- Verifique sua compreensão -
[1] Segundo o trecho sobre Viriato Correia, o que fez dele uma personalidade de destaque na política e na literatura?
[2] Copie do trecho sobre Viriato Correia a parte que vai de "No livro Escritores" a "Letras, em 1938.", inclusive.

O acaso na vida do escritor Viriato Correia

Por Izabel Vitusso

“Para aqueles que não creem, Deus nunca se apresenta a descoberto – toma sempre a forma de casualidade.” - Viriato Correia.

 No livro Escritores e fantasmas, o autor Jorge Rizzini1 traz diversas histórias que levaram personagens da literatura mundial a se curvarem diante da constatação da existência dos espíritos e da vida após a morte.

Uma delas conta o que aconteceu com o jornalista e escritor maranhense Viriato Correia (1884-1967), dono de uma inteligência e versatilidade que o fizeram uma personalidade de destaque, na política e na literatura, levando-o a ser inclusive membro da Academia Brasileira de Letras, em 1938.

Registros de uma coleção:
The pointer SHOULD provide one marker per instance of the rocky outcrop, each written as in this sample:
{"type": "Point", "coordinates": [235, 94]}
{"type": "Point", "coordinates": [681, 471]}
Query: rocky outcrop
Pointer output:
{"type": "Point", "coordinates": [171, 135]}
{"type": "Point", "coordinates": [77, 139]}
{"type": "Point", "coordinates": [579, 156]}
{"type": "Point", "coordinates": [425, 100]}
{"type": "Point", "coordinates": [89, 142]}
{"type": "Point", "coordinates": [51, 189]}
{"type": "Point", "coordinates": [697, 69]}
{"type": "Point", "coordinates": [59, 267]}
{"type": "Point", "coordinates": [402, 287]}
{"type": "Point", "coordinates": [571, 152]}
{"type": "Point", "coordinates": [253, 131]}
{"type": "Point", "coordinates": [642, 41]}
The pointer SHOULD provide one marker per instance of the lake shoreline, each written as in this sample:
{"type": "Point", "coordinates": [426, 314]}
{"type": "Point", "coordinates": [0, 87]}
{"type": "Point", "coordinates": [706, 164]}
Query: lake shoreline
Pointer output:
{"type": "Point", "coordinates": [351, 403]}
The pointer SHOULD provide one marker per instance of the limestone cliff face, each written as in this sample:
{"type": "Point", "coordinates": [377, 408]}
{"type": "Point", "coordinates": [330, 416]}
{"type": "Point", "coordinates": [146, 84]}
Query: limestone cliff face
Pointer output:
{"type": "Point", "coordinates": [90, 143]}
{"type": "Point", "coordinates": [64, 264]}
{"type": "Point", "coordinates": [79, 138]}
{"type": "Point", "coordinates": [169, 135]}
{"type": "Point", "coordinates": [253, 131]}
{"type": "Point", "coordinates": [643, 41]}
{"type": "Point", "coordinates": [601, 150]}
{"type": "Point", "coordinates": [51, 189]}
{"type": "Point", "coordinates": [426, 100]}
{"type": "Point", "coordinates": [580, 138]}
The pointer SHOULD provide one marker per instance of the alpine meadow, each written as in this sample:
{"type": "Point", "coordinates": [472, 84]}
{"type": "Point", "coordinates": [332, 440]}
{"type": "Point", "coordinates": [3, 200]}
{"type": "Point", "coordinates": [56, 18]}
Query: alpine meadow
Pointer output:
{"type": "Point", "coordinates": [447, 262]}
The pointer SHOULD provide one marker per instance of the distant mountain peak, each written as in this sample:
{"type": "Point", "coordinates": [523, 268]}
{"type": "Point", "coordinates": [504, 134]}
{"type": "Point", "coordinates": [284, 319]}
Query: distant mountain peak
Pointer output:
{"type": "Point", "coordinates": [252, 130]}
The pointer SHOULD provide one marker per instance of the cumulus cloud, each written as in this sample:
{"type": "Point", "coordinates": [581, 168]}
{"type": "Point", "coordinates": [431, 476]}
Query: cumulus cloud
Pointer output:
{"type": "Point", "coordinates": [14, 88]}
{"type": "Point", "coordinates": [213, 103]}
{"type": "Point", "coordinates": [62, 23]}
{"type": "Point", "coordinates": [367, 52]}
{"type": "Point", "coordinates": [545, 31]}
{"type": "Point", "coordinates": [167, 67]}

- Respostas aos exercícios -
[1] Foram sua inteligência e sua versatilidade, que o levaram inclusive a se tornar membro da Academia Brasileira de Letras, em 1938.

[2]
No livro Escritores e fantasmas, o autor Jorge Rizzini1 traz diversas histórias que levaram personagens da literatura mundial a se curvarem diante da constatação da existência dos espíritos e da vida após a morte.

Uma delas conta o que aconteceu com o jornalista e escritor maranhense Viriato Correia (1884-1967), dono de uma inteligência e versatilidade que o fizeram uma personalidade de destaque, na política e na literatura, levando-o a ser inclusive membro da Academia Brasileira de Letras, em 1938.